From the line with "Task: place one point on each instance of the black eyeglasses" down to the final line of the material below, quote every line exactly and leave out all lines before it.

Source records:
________________

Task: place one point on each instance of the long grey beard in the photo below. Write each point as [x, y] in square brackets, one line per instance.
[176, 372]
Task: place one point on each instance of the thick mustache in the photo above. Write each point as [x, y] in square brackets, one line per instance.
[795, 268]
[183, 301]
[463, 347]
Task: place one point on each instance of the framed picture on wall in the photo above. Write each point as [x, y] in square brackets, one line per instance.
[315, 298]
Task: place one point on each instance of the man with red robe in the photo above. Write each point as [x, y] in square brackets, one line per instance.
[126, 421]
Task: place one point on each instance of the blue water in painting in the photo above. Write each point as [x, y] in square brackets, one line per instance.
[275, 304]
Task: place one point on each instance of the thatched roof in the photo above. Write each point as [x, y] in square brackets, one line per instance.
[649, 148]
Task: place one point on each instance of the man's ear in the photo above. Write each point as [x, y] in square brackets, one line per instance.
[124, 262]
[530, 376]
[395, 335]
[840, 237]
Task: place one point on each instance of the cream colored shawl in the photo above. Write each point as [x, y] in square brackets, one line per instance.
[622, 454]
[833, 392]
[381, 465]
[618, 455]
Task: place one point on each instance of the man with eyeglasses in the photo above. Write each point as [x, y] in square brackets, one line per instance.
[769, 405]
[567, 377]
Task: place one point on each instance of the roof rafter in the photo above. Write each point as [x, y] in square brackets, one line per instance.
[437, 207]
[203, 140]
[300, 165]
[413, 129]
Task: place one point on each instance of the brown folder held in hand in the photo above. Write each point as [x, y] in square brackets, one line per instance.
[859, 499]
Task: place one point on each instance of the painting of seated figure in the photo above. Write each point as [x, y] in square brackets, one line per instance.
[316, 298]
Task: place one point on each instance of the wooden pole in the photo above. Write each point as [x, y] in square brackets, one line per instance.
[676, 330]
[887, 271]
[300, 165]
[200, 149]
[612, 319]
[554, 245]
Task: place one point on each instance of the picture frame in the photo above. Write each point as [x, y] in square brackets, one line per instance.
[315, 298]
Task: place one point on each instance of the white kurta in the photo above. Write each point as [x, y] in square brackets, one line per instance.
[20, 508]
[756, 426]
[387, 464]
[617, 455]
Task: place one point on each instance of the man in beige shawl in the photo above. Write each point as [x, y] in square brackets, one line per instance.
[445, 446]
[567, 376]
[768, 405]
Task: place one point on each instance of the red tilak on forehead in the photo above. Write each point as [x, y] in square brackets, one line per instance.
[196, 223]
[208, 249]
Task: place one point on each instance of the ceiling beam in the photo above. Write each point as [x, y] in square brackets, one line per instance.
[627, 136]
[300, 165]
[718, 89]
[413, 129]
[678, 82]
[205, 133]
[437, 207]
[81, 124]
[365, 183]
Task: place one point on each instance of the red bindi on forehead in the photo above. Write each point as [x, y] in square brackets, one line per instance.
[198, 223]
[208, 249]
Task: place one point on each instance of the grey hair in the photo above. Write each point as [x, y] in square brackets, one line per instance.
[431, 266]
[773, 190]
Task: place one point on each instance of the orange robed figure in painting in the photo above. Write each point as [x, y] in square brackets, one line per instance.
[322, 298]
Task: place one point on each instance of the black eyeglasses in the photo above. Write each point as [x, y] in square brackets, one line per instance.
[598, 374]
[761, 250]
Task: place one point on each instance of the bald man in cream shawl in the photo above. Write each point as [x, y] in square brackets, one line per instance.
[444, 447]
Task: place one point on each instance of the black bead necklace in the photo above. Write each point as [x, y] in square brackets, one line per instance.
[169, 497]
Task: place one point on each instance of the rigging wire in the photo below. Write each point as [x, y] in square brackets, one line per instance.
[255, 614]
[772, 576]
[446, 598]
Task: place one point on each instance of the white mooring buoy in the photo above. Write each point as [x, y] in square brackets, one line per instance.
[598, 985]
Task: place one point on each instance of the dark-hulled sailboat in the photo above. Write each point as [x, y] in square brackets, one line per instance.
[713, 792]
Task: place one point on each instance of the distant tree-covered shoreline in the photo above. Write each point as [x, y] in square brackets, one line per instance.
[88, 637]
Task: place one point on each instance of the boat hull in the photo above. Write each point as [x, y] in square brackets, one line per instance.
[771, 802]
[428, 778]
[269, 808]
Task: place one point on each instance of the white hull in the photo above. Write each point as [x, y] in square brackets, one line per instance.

________________

> [Answer to the task]
Task: place one point on each instance of the black eyeglasses in the photo above. Write each point as [x, y] in square brackets, one line per instance.
[598, 374]
[761, 250]
Task: place one point on each instance of the bald man in cream shawl in the photo above. Write each point as [x, y] in square brackets, one line per instance.
[444, 447]
Task: place one point on each instance of the black bead necklace in the photo above. Write each point as [x, y] in square brackets, one line per instance.
[169, 497]
Task: place one point on each instance of the rigging wire in the photo below. Write each point as [x, y] in square brackets, one line per instance.
[255, 614]
[772, 576]
[446, 598]
Task: place one point on each instance of the white mooring buoy in the photo above. Write each point as [x, y] in square brackets, one line per instance.
[598, 985]
Task: place one point on each instance of the dark-hulled sailboat in the photo above. Write each point as [x, y] in square brackets, one line per instance.
[713, 792]
Task: place one point on each instance of the distant tree-covered shoreline in the photo above. Write each point as [x, y] in square brackets, one line per instance.
[88, 637]
Task: place one point on each instance of the boat hull in the photo above. Write each point as [x, y] in square brackets, one line per instance.
[771, 802]
[428, 778]
[269, 808]
Task: place one point on each instance of the white hull in the photo above. Write each point as [x, y] in square brackets, one line per instance.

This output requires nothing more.